Pointing and labeling entries
— START —

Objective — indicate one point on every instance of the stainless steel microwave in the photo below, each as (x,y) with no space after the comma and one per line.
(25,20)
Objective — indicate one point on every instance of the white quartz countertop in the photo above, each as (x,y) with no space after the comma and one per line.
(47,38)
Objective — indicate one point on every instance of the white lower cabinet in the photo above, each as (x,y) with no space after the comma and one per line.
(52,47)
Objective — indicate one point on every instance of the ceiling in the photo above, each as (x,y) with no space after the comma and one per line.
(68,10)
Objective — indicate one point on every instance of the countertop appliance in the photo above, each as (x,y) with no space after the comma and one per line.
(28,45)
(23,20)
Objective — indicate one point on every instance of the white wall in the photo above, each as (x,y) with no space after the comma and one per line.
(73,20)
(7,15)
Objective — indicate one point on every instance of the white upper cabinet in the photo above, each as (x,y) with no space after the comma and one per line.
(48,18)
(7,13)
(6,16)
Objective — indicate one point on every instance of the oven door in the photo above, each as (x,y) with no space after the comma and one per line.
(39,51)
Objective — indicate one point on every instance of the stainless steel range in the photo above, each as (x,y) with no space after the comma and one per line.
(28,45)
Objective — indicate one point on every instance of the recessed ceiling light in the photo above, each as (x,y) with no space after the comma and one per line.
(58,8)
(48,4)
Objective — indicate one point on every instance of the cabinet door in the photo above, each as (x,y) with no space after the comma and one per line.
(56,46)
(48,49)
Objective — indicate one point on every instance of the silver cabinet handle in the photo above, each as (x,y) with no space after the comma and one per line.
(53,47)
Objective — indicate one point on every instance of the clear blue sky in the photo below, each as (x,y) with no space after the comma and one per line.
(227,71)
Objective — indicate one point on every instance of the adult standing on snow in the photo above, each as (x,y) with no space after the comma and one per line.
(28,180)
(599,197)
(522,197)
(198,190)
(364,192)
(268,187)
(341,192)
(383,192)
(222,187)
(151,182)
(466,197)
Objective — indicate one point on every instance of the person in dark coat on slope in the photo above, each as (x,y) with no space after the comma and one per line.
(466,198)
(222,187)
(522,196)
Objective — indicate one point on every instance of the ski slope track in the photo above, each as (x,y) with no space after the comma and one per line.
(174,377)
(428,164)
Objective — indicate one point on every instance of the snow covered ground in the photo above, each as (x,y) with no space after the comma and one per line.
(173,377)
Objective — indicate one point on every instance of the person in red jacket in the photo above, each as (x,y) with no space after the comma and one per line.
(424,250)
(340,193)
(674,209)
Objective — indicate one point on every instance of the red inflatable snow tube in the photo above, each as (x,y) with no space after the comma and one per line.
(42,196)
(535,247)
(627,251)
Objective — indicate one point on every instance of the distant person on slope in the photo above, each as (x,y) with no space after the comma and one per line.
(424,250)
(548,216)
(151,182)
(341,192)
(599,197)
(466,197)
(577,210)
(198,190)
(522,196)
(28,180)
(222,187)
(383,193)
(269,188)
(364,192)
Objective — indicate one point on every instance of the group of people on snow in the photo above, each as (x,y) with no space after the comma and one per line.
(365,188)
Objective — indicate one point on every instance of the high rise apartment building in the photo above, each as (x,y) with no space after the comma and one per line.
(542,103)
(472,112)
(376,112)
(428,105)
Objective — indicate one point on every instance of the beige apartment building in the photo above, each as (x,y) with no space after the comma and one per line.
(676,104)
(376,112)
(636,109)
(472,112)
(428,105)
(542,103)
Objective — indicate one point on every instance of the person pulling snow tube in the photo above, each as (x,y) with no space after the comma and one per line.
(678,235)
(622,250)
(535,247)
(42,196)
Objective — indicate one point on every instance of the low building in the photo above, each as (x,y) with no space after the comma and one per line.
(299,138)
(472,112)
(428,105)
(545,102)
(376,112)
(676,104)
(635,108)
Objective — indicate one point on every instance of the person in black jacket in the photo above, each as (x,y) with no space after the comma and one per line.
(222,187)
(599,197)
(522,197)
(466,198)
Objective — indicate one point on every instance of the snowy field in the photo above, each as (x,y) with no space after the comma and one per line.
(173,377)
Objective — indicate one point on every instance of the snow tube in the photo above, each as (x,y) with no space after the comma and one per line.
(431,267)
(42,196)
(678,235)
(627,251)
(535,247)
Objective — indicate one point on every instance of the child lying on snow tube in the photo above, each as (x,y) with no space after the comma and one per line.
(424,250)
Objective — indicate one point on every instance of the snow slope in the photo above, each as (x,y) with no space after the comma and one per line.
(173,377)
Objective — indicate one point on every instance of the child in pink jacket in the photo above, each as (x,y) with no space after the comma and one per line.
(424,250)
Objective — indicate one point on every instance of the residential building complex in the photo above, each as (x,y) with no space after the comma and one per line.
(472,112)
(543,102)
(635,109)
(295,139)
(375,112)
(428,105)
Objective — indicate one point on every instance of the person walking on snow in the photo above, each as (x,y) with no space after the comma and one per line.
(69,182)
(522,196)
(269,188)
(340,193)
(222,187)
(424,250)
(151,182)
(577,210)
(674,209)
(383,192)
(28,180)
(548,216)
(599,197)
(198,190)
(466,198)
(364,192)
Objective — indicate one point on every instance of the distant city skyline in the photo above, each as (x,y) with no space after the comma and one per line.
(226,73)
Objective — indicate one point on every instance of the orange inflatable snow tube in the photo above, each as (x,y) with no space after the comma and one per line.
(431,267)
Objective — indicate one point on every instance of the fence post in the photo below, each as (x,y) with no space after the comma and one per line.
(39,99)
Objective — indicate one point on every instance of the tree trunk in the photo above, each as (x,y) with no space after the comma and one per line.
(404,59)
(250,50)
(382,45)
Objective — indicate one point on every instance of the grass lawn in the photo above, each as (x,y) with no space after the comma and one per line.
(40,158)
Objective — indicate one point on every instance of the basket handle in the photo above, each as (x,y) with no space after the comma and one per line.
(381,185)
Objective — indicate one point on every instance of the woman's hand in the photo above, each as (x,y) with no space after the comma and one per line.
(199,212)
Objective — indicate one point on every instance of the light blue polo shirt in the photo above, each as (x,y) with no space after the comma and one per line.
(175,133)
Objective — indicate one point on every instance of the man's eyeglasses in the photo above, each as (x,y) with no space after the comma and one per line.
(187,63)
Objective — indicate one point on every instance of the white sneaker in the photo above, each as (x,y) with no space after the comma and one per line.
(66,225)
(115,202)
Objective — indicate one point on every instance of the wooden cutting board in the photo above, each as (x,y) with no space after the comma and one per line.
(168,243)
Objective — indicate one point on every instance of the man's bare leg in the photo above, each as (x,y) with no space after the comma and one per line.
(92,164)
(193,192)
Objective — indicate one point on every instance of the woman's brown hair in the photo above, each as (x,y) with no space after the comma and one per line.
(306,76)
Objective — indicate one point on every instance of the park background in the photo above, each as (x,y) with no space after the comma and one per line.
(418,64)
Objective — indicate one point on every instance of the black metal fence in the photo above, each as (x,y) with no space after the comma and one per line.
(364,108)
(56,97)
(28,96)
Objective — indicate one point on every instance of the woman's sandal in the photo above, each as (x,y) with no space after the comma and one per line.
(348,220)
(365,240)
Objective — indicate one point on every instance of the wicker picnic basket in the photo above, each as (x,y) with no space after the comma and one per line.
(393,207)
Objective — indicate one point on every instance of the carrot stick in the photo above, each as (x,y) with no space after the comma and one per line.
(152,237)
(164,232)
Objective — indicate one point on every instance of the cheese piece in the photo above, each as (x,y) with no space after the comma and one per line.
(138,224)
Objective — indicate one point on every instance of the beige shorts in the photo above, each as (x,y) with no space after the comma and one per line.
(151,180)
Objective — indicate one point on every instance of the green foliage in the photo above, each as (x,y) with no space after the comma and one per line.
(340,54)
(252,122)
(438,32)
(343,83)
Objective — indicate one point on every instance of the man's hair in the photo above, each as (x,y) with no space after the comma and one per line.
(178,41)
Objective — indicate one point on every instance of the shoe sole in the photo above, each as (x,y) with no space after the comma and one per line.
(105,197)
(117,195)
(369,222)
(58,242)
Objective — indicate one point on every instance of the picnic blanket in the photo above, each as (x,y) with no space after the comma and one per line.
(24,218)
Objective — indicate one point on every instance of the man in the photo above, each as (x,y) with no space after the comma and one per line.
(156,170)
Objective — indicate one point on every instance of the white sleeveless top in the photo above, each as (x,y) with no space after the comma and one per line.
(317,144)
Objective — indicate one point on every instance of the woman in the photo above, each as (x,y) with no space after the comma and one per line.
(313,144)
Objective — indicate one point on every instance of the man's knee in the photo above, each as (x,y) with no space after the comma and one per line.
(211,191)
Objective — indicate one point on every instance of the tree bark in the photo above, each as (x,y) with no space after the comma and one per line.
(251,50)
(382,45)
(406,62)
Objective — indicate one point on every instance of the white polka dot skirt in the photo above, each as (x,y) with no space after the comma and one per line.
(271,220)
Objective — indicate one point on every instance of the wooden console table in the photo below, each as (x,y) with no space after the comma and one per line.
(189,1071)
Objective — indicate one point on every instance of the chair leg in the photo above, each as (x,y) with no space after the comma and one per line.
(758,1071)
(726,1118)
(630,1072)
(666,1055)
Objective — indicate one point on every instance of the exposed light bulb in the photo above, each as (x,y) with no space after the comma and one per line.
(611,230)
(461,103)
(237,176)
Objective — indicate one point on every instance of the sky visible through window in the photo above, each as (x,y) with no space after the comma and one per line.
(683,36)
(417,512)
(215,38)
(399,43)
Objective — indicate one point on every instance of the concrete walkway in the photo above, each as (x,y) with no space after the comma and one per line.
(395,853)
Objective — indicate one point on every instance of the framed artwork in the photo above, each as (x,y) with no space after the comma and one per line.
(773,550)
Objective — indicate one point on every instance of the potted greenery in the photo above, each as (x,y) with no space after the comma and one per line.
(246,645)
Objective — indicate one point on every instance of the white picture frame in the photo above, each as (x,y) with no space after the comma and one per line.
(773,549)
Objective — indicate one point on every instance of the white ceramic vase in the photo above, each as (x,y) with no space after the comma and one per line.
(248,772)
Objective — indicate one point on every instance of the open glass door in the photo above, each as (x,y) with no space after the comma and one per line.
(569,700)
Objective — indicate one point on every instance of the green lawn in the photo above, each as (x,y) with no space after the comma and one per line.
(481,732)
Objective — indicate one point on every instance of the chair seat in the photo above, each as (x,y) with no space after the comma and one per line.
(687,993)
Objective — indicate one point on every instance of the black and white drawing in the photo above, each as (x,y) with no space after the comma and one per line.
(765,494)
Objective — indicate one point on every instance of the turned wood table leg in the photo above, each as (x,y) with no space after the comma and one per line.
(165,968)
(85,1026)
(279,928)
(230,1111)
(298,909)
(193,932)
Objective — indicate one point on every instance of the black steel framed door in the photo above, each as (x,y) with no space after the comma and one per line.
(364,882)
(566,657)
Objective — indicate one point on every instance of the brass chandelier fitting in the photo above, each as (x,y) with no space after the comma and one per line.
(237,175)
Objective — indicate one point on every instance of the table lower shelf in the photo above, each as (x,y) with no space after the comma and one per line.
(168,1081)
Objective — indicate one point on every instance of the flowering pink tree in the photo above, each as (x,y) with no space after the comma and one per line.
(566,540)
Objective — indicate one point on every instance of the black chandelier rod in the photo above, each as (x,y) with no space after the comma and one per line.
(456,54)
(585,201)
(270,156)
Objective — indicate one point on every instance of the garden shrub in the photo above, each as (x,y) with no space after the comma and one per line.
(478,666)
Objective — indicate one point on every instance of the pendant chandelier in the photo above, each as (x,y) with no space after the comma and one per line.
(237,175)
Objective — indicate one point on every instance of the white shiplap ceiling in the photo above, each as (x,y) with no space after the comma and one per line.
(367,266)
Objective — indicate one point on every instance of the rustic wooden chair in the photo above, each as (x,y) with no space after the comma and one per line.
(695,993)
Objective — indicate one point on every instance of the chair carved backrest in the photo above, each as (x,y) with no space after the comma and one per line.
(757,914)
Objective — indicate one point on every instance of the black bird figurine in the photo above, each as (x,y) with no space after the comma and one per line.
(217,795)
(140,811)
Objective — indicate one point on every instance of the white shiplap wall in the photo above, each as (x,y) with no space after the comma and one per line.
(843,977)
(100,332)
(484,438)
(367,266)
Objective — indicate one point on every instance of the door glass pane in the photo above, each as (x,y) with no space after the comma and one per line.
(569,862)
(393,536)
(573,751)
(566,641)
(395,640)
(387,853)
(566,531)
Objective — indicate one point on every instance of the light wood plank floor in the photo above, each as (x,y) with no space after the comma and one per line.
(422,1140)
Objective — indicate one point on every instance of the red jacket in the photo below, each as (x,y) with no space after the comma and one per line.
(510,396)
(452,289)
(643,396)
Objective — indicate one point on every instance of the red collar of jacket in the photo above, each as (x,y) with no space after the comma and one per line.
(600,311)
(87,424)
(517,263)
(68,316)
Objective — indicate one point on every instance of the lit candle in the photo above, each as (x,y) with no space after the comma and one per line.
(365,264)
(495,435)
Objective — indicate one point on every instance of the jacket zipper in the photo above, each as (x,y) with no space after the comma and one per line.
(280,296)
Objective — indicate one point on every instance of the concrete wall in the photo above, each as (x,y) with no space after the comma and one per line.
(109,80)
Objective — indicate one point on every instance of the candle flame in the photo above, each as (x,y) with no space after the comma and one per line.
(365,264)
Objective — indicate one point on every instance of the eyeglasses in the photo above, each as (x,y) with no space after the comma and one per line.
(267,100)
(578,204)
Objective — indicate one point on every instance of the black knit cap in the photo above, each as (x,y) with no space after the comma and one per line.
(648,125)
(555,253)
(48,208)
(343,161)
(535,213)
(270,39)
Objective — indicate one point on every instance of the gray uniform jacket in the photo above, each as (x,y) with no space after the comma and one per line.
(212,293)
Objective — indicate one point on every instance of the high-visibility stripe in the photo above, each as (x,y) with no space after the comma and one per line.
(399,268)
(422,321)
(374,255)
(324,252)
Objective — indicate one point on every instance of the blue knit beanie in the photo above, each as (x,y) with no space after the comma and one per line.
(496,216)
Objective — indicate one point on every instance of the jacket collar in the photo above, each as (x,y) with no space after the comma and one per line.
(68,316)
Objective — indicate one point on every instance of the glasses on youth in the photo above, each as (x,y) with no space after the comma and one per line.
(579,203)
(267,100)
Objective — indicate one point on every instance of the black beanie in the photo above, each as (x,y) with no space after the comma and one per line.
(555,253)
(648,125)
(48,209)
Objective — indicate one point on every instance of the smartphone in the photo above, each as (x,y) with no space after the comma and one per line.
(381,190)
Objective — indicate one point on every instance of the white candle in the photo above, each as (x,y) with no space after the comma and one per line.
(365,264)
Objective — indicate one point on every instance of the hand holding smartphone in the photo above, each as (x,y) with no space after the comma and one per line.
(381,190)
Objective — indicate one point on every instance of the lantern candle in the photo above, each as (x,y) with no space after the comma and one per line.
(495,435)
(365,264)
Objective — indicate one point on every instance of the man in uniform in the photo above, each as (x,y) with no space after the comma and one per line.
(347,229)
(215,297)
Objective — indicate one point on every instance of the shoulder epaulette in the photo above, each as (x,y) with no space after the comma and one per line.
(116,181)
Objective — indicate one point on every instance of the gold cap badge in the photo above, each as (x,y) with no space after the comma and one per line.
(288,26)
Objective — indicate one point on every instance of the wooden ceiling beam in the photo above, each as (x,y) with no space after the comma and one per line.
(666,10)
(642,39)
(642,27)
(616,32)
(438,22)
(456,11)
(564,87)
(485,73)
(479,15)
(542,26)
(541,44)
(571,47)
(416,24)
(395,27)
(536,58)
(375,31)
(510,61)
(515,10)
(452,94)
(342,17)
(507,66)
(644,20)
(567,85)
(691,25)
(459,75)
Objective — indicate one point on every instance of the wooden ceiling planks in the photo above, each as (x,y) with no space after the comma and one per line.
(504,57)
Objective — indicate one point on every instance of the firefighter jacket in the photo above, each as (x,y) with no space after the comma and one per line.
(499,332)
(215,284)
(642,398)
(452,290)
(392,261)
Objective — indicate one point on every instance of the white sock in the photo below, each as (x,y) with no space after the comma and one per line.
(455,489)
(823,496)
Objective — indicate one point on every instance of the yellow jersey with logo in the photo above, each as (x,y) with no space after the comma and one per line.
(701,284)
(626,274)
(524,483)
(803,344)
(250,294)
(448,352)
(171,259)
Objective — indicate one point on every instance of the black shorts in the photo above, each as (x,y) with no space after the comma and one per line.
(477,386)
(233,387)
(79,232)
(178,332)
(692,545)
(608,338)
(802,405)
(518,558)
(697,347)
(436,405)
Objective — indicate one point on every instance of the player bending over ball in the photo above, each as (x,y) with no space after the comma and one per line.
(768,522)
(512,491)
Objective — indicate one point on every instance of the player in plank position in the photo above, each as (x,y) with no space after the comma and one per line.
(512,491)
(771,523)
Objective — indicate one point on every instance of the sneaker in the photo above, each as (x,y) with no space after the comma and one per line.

— END —

**Problem requirements**
Every line from the one holding "the black shorts" through the final line of the listing must be echoed exactly; leave out all other lines.

**The solution**
Objective — indicate one point on every instance of the black shorts in the photo above, each as (x,y) with no space after the comma and one per line.
(477,386)
(233,387)
(79,232)
(178,332)
(692,545)
(608,338)
(802,405)
(518,558)
(697,347)
(436,405)
Objective — indicate one point on every instance of the player bending over ball in the photo above, each as (x,y) with no space after the comma and one per line.
(768,522)
(512,491)
Objective — indicate one point on every instance of the player in plank position in the photo above, each as (x,y) with no space after the comma and one per line.
(512,491)
(771,523)
Objective — indicate one point on every instance of the sneaker in the photo above, each as (x,y) with no space after the comma and one per line.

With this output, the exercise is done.